- [Provided data]:
———

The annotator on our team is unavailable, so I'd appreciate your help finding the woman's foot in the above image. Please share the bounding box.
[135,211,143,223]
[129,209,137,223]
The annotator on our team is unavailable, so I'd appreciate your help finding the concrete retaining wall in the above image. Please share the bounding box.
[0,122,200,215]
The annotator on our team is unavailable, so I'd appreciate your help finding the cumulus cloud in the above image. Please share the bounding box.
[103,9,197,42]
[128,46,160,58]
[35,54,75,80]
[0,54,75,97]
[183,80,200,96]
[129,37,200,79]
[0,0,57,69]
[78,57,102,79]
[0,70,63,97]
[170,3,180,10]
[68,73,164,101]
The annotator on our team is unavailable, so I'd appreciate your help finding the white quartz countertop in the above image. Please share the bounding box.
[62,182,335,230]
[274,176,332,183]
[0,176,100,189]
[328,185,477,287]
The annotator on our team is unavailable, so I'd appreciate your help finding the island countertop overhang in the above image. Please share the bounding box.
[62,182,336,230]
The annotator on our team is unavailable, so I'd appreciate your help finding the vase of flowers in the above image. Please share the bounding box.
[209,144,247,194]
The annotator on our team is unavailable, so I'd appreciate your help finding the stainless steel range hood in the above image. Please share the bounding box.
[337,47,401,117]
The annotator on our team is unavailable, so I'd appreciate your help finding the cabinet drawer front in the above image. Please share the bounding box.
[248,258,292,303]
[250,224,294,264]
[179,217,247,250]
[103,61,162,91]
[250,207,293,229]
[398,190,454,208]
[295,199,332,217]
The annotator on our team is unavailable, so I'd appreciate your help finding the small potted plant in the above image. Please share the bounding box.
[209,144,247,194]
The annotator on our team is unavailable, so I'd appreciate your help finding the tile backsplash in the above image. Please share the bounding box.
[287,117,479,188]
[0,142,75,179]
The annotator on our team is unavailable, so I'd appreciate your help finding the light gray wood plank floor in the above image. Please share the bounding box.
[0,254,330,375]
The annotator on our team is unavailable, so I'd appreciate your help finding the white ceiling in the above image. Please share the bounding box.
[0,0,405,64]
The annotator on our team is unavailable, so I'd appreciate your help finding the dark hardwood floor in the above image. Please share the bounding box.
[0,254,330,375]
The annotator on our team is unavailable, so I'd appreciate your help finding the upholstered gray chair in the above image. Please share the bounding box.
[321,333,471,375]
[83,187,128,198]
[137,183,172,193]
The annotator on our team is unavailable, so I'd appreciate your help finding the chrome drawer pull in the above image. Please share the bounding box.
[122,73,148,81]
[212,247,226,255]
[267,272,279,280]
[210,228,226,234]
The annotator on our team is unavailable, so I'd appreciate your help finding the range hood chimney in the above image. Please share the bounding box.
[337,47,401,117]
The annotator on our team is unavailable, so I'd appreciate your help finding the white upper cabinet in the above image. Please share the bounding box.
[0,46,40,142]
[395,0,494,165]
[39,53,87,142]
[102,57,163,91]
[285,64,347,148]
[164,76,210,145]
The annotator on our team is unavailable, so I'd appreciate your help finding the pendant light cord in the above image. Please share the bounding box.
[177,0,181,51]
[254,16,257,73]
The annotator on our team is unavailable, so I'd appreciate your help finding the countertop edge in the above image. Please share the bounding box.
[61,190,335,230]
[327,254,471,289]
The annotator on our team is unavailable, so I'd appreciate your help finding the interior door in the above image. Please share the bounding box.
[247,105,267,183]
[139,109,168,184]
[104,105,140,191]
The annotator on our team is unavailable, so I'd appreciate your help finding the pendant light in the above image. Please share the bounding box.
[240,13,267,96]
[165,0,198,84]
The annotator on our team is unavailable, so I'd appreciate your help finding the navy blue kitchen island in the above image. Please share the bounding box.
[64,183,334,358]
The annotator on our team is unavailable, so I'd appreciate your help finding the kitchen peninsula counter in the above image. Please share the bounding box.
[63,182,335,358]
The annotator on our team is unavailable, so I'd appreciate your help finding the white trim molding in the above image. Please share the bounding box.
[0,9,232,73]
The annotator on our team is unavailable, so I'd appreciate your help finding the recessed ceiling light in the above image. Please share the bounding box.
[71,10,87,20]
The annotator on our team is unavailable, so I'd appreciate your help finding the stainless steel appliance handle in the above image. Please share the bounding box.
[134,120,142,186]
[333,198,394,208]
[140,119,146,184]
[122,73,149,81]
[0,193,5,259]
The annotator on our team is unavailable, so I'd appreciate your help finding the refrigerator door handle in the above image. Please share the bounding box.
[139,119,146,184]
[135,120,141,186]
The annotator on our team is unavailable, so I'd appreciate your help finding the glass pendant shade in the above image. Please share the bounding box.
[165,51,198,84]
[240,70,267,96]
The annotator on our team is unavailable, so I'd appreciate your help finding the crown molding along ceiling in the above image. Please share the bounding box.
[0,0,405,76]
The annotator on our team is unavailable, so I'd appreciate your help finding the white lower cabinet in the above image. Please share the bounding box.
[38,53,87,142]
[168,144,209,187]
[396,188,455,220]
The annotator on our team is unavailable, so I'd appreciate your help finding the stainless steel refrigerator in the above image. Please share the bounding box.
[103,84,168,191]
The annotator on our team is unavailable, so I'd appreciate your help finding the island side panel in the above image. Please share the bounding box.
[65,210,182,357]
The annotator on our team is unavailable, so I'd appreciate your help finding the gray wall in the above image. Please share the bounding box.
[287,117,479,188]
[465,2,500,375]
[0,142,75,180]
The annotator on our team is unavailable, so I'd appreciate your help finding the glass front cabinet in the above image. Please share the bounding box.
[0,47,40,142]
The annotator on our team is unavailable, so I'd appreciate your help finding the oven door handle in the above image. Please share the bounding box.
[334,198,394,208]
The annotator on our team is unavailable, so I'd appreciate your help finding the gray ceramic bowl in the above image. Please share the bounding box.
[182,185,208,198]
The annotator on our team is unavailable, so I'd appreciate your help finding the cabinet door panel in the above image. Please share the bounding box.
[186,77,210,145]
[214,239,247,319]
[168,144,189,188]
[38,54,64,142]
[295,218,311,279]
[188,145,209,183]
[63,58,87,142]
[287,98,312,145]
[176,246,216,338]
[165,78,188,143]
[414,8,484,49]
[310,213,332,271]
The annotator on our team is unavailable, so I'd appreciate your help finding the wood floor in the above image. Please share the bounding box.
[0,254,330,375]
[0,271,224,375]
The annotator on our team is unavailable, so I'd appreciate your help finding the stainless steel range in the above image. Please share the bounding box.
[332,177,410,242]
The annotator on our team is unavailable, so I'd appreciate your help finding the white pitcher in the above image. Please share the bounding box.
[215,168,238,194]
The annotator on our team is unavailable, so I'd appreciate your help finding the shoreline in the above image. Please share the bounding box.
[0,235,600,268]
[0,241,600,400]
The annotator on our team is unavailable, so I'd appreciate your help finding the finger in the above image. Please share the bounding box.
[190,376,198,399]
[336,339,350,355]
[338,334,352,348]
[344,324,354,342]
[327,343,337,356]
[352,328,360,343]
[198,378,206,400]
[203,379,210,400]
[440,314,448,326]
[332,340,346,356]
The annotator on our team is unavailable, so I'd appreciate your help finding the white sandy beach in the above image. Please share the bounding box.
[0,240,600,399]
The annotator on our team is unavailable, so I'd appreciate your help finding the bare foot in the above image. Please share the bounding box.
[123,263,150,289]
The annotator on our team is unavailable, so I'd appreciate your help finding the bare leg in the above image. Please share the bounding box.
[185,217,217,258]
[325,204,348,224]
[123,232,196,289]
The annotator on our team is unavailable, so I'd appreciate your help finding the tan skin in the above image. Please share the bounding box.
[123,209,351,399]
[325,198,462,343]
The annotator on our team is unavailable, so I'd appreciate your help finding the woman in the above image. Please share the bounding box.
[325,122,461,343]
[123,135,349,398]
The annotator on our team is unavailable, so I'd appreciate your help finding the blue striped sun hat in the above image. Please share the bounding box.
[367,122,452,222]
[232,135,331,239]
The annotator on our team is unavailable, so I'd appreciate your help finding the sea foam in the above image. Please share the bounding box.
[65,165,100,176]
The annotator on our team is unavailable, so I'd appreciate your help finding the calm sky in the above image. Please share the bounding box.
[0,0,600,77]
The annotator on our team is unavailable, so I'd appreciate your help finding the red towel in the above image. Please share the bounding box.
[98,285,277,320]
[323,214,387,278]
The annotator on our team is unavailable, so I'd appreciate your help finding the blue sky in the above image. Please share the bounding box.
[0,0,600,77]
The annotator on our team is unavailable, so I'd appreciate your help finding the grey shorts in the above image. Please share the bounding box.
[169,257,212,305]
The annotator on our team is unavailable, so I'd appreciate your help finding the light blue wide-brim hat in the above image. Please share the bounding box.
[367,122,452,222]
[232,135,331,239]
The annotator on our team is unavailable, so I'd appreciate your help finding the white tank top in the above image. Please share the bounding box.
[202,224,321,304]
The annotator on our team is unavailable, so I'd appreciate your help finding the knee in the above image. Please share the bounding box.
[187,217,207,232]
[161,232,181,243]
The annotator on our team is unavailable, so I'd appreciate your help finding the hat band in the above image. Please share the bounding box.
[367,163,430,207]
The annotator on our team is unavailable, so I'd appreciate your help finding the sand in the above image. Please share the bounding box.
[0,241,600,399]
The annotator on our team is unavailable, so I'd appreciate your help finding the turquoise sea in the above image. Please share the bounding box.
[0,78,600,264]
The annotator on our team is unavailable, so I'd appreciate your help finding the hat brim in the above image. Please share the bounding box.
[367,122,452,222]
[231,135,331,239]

———

- [Exercise directions]: Recast the material as a numbered list, starting at the line that contains "pendant light cord" and ending at the line that contains "[71,10,87,20]", with blank lines left out.

- [Result]:
1. The annotator on our team is unavailable, so I'd appreciate your help finding the pendant light cord in the above image. Please share the bounding box.
2. [177,0,181,51]
3. [254,16,257,73]
4. The annotator on our team is unavailable, so I'd appreciate your help finding the countertop edge in the above image. Please share the bounding box.
5. [61,190,335,230]
6. [327,254,471,289]
7. The annotator on our team is unavailable, so I'd appreciate your help finding the interior door in the above image. Please share the bounding box.
8. [247,105,267,183]
9. [139,109,168,184]
10. [104,105,140,191]
11. The annotator on our team is unavailable, so I'd appreciate your help finding the pendant light in the above image. Please share the bounding box.
12. [240,13,267,96]
13. [165,0,198,84]
14. The annotator on our team is unavailable, so I'd appreciate your help finding the navy blue kitchen island in the above image. Please share the bounding box.
15. [64,183,334,358]
16. The annotator on our team is unavailable, so I'd appreciate your help finding the kitchen peninsula counter in the above image. Please share the bounding box.
17. [63,182,335,358]
18. The annotator on our team is unavailable, so I'd appreciate your help finding the white trim molding in the above image. Please share the bounding box.
19. [0,9,232,73]
20. The annotator on our team is unavailable, so I'd appreciate your help finding the recessed ceiling light in the above image. Please share the bounding box.
21. [71,10,87,20]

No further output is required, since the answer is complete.